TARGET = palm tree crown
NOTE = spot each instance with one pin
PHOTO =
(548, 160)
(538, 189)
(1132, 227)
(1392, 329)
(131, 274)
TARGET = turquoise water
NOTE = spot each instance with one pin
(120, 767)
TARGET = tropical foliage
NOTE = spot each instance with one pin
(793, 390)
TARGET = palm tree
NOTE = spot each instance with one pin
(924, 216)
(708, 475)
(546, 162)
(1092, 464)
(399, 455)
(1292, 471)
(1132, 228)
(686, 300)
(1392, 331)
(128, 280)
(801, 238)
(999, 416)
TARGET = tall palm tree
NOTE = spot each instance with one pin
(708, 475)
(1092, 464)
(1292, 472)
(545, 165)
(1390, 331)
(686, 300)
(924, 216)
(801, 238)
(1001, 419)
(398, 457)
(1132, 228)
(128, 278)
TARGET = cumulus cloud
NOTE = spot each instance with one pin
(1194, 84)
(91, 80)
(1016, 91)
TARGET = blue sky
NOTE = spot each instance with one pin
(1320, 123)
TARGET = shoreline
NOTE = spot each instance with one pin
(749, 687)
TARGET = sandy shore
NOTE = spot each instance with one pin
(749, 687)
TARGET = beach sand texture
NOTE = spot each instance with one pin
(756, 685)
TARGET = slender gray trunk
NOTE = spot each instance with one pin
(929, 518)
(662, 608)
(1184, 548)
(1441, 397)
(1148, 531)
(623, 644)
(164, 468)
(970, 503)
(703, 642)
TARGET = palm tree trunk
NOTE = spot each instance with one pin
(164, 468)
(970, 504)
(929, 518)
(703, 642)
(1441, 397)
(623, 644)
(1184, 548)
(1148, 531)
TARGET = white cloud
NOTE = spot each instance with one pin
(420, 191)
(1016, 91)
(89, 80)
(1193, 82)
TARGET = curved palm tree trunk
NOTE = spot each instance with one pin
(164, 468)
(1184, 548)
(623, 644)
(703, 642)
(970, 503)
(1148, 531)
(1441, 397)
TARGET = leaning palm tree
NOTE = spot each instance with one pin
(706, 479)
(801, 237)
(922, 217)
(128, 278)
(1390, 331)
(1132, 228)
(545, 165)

# What the task requires
Rewrite all the rows above as a Markdown table with two columns, No and Line, numbering each line in order and omitting any blank lines.

# Answer to the problem
| No | Line |
|---|---|
| 1 | TARGET = palm tree crown |
| 2 | NOTE = spot each instance with one pin |
| 3 | PHOTO = |
| 4 | (548, 160) |
| 5 | (538, 189) |
| 6 | (1132, 227) |
| 7 | (1392, 329) |
| 8 | (131, 274) |
| 9 | TARGET = turquoise water |
| 10 | NOTE = spot each instance with one pin |
| 11 | (120, 767) |
| 12 | TARGET = tropical foliage |
| 13 | NOTE = spot each instance with one pin |
| 14 | (793, 390) |
| 15 | TARGET = palm tree |
| 16 | NOTE = spot each instance with one pin |
| 17 | (924, 216) |
| 18 | (708, 475) |
| 19 | (546, 162) |
| 20 | (1092, 464) |
| 21 | (399, 455) |
| 22 | (1292, 471) |
| 23 | (1132, 228) |
| 24 | (686, 300) |
| 25 | (1392, 331) |
| 26 | (128, 280) |
| 27 | (801, 238) |
| 28 | (999, 416) |
| 29 | TARGET = tall palm tree |
| 30 | NOTE = spot each instance with one pin |
| 31 | (708, 475) |
| 32 | (1092, 464) |
| 33 | (1292, 472) |
| 34 | (545, 165) |
| 35 | (1390, 331) |
| 36 | (686, 300) |
| 37 | (924, 216) |
| 38 | (801, 238) |
| 39 | (1001, 419) |
| 40 | (398, 457) |
| 41 | (1132, 228) |
| 42 | (128, 278) |
| 43 | TARGET = cumulus cloud |
| 44 | NOTE = spot each instance with one pin |
| 45 | (1194, 84) |
| 46 | (91, 80) |
| 47 | (1016, 91) |
| 48 | TARGET = blue sky |
| 49 | NOTE = spot each instance with one pin |
| 50 | (1320, 123) |
| 51 | TARGET = shoreline |
| 52 | NOTE = spot each instance with one pin |
| 53 | (749, 687) |
| 54 | TARGET = sandy shore |
| 55 | NOTE = spot each instance with one pin |
| 56 | (749, 687) |
| 57 | TARGET = beach sand texture |
| 58 | NOTE = spot each instance with one pin |
| 59 | (756, 685) |
| 60 | TARGET = slender gray trunk |
| 61 | NOTE = spot each instance with one pin |
| 62 | (929, 518) |
| 63 | (662, 608) |
| 64 | (1184, 548) |
| 65 | (1441, 397) |
| 66 | (1148, 531) |
| 67 | (623, 644) |
| 68 | (164, 468) |
| 69 | (970, 503) |
| 70 | (703, 642) |
| 71 | TARGET = palm tree trunk |
| 72 | NOTE = spot each instance with one pin |
| 73 | (164, 468) |
| 74 | (970, 504) |
| 75 | (929, 518) |
| 76 | (703, 642) |
| 77 | (1441, 397) |
| 78 | (623, 644) |
| 79 | (1184, 548) |
| 80 | (1148, 531) |
| 81 | TARGET = white cloud |
| 82 | NOTE = spot each instance with one pin |
| 83 | (420, 191) |
| 84 | (1016, 91) |
| 85 | (89, 80) |
| 86 | (1193, 82) |
| 87 | TARGET = curved palm tree trunk |
| 88 | NOTE = spot each instance with one pin |
| 89 | (164, 468) |
| 90 | (1184, 548) |
| 91 | (623, 644) |
| 92 | (703, 642) |
| 93 | (970, 503) |
| 94 | (1148, 531) |
| 95 | (1441, 397) |
| 96 | TARGET = leaning palm tree |
| 97 | NOTE = spot each instance with one pin |
| 98 | (706, 479) |
| 99 | (801, 237) |
| 100 | (922, 217) |
| 101 | (128, 278) |
| 102 | (1390, 331) |
| 103 | (1132, 228) |
| 104 | (545, 165) |